**Instruction:** Pick out each line below that contains the word "green".

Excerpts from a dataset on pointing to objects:
++++++++
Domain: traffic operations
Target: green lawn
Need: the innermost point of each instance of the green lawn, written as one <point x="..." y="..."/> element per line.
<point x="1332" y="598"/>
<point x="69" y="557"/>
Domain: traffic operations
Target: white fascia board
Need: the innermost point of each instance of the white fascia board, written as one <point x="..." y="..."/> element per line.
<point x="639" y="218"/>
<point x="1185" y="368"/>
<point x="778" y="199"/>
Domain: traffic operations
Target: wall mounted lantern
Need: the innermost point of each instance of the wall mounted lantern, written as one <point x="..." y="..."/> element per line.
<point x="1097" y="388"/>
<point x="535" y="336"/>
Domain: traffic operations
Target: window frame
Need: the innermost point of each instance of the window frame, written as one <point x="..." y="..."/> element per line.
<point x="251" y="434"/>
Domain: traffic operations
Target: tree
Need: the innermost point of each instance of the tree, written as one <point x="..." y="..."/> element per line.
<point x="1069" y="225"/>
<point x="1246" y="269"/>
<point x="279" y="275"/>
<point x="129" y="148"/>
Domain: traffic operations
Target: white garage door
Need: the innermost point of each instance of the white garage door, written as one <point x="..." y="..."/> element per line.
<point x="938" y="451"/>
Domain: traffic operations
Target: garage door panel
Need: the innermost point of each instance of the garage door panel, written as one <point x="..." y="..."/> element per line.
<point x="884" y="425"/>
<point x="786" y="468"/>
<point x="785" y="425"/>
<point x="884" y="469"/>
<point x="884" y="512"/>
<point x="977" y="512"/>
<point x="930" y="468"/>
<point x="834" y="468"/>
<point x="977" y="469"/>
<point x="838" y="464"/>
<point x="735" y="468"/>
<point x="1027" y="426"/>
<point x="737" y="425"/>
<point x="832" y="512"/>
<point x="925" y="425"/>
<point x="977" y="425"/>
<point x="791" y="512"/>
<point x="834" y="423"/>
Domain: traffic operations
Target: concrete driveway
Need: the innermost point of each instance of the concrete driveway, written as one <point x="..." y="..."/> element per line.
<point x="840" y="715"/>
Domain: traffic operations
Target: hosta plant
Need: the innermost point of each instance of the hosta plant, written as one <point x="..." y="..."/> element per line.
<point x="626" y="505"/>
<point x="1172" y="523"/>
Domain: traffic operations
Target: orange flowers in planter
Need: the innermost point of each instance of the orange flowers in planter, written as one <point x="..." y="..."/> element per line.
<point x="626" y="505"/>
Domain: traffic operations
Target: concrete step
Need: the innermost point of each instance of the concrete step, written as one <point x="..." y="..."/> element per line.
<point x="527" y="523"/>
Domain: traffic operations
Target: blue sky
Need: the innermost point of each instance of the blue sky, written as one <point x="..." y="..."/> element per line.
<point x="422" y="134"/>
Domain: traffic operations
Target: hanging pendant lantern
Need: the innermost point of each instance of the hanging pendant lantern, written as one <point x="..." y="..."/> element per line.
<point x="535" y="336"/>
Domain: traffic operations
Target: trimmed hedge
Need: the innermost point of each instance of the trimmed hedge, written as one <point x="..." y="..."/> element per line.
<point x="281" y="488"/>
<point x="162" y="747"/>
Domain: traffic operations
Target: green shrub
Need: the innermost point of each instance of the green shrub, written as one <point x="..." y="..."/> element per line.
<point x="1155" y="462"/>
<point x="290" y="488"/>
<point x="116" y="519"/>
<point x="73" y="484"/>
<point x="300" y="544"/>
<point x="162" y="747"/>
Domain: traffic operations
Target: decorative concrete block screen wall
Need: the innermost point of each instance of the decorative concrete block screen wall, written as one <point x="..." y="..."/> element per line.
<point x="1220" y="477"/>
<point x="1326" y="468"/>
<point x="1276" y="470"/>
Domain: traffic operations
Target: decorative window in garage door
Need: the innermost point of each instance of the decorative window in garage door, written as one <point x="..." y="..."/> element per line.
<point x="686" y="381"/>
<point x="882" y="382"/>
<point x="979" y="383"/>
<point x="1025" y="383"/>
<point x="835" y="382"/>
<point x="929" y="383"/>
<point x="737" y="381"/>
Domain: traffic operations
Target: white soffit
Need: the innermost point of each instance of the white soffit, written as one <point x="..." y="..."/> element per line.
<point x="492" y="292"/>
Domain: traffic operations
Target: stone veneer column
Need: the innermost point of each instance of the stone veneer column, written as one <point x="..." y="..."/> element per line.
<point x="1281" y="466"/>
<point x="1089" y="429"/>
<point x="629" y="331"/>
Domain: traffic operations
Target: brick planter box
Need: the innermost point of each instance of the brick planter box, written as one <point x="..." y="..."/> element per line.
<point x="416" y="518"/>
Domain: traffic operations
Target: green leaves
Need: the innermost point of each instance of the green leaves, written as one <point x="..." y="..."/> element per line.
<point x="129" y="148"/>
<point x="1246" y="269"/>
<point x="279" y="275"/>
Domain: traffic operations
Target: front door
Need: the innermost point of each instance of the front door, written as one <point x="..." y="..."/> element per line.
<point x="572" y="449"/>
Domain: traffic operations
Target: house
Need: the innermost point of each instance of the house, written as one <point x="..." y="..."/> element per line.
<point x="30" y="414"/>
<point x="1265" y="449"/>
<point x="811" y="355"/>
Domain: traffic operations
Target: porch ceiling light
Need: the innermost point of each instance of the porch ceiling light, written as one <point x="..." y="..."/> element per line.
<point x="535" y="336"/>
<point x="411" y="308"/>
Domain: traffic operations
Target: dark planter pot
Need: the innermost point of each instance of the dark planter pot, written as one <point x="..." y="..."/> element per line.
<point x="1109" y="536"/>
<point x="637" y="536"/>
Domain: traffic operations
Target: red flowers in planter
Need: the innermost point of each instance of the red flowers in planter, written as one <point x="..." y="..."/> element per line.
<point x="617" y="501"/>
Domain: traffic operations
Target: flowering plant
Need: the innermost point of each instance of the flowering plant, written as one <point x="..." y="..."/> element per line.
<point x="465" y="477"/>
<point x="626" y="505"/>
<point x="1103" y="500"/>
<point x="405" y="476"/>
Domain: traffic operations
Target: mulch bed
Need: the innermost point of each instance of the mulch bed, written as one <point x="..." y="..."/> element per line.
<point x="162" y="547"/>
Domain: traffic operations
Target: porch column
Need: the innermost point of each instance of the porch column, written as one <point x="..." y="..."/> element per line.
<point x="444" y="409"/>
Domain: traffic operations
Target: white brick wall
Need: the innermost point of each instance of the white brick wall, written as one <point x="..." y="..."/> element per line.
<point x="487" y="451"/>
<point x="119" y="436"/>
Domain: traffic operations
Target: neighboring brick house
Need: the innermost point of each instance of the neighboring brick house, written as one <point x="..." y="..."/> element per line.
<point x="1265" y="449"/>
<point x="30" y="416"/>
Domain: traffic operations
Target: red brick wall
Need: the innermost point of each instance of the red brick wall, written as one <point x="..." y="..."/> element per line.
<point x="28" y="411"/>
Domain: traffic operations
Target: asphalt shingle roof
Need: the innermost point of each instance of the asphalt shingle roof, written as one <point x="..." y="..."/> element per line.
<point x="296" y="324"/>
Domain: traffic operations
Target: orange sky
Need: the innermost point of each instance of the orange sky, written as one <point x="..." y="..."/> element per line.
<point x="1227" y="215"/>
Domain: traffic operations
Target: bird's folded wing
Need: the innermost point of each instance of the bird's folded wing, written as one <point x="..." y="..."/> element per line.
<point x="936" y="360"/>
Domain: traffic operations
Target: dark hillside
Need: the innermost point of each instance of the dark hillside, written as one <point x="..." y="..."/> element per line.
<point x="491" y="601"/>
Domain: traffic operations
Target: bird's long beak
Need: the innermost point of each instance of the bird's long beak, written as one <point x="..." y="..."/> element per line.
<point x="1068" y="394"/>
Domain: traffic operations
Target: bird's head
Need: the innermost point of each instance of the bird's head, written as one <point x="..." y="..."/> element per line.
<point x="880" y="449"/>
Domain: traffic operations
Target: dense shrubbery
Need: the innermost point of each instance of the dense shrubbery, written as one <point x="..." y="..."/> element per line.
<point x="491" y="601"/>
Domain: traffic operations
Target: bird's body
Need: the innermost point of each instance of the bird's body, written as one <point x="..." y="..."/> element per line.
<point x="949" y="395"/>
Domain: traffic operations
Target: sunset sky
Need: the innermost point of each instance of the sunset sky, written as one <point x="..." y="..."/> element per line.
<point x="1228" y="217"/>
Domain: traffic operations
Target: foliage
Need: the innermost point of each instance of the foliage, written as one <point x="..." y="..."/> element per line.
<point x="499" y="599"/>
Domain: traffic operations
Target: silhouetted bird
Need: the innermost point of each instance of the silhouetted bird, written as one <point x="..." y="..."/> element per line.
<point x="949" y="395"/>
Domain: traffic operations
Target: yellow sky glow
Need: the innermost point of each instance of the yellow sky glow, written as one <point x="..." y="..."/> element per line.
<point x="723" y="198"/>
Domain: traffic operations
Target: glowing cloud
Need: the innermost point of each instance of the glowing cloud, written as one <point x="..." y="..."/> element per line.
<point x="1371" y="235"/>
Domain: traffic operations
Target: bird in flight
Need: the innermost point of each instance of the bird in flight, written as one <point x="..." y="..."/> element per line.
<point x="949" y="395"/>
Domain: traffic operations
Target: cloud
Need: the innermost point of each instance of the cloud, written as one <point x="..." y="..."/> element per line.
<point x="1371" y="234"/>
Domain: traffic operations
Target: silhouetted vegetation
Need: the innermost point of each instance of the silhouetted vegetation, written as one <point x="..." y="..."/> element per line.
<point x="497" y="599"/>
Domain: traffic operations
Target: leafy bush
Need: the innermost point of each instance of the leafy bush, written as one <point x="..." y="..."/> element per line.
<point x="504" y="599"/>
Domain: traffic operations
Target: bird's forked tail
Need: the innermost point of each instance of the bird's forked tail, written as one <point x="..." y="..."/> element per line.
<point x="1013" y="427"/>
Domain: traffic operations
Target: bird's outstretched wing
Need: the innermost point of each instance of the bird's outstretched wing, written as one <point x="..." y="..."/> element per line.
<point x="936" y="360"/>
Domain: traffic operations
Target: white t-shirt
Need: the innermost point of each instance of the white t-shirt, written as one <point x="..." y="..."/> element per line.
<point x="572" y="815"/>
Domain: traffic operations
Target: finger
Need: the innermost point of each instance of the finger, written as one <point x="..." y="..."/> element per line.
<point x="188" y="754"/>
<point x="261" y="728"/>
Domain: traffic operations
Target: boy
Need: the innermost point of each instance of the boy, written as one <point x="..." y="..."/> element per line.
++++++++
**Exercise result:**
Target: green lawn
Need: the innermost point of each instance of the green lawn, written as one <point x="..." y="..."/> element per line.
Target: green shrub
Need: the innermost point of each instance of the green shrub, written as one <point x="..." y="..."/> element per line.
Target: green leaves
Need: the innermost point of each instance of the green leaves, written as one <point x="..." y="..."/> element per line.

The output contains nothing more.